GIVEN PROBLEM — Write the next part of the article about the threat that ground-based transmitters pose to GPS, starting right after its final sentence and ignoring the data that follows it.

A grave threat to GPS and GNSS - GPS World

A grave threat to GPS and GNSS

January 16, 2018  - By

By Bradford Parkinson
Vice-chair, U.S. PNT Advisory Board

In the coming months, the U.S. Federal Communications Commission (FCC) may allow high-powered, ground-based, communication transmitters to broadcast at a frequency near GPS L1. U.S. Department of Transportation (DOT) tests have shown that such transmitters effectively become jammers for many existing GPS receivers.

I believe that this possibility is the greatest current threat to the position, navigation and timing (PNT) community.

L1 is the primary band for GPS as well as for similar GNSS. For example, the international signal called L1C is to be centered at L1, albeit with wider spreading than the current L1 civil signal, C/A.

Why is this of critical importance? An economics study that only considered a small subset of benefits concluded that the U.S. alone realized $65 billion per year in direct economic value. A more complete recent study for the UK, extrapolated to the U.S., estimated the total impact of the loss of GPS to be over $3 billion per day for a five-day outage — a far greater rate. Virtually all GPS applications rely on the signals at L1. Thus, any threat to GPS is not simply an inconvenience, it would have great potential to do economic harm.

The PNT Advisory Board (PNTAB)has been trying to protect PNT, particularly GPS, and at the same time accommodate Ligado, a company that has requested repurposing of nearby spectrum. At our November meeting, we reviewed the Ligado proposal and framed a response that will be made public in due time. Meanwhile, these observations and conclusions are my own.

History

In 2011, LightSquared proposed that existing restrictions on its existing frequency authorization in the Mobile Satellite Service (MSS) band (a faint signal, satellite-to-ground) be waived so that the band is effectively repurposed to allow for high-power terrestrial transmissions.

The company has two space-to-ground authorizations in the 1525–1559 MHz band (1526–1536 MHz and 1545–1555 MHz) very close to the GPS primary frequency (L1 at 1575MHz). Initially it requested repurposing to ground transmission of 42 dBW (15.8 kW).

Faced with tests and analysis that showed this would be very destructive to GPS, it proposed to abandon the closer band and reduce power in the further band to 32 dBW, or 1580 Watts.

Ligado filings suggest a spacing of approximately ¼ mile between transmitters. A GPS receiver would find even these weaker signals 5 billion times the power of GPS at the maximum range of ¼ mile.

DATA PROVIDED —
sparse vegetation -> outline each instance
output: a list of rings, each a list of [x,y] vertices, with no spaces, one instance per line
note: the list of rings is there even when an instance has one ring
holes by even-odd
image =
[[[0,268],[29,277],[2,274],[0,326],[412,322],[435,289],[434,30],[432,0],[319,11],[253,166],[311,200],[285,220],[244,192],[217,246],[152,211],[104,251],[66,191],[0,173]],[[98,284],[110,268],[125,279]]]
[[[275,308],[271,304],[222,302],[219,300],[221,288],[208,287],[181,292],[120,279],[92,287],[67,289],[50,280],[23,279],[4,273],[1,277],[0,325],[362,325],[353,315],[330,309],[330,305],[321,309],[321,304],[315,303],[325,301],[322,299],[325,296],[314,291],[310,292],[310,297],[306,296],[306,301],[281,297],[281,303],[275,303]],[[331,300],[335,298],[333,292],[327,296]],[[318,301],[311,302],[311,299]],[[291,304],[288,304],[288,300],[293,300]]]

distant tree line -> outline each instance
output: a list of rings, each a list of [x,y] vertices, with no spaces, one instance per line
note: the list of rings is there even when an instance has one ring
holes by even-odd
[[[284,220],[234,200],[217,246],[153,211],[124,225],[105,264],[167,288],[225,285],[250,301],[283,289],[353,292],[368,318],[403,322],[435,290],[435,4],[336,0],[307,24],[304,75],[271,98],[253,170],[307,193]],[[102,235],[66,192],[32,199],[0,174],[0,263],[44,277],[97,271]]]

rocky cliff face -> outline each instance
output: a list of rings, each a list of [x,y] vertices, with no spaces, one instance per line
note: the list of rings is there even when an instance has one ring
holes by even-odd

FINAL ANSWER —
Most PNT users would be much closer.

International criterion

To ensure ranging accuracy, the international standard for interference to GPS is a 1-dB increase in noise levels. In conventional terms, this max allowable 1 dB is a 25.8% increase in background noise. The power of the weak GPS signal is only about 1% of the background radio noise. Sophisticated signal processing algorithms allow the signal to be reconstructed.

The result: the international 1-dB standard is equivalent to a 25% reduction in GPS radiated power.

Two additional points

The 1 dB is not simply to protect signal lock, it is to protect ranging accuracy. Most GPS receivers will stay locked for higher levels of interference but lose high precision. This is particularly a problem for high-precision receivers, which need relative timing to sub-nanosecond accuracies.

These measurements are equivalent to the time it takes light to travel ¼ inch. Protecting such accuracies is of paramount importance to PNT users and applications.

Allowing such maximum degradation from a single source is not the whole picture. There are many other potential sources of interference and attenuations of the GPS signal. For example, foliage may reduce the GPS signal.

A receiver must cope with all of these difficulties. Allowing a single cause, such as the Ligado repurposing, the 25.8% equivalent reduction might be considered quite generous, but it is the accepted International Standard.

Ligado has specifically rejected this criterion, largely because testing has shown that the Ligado repurposing would then be unacceptable for many PNT user classes.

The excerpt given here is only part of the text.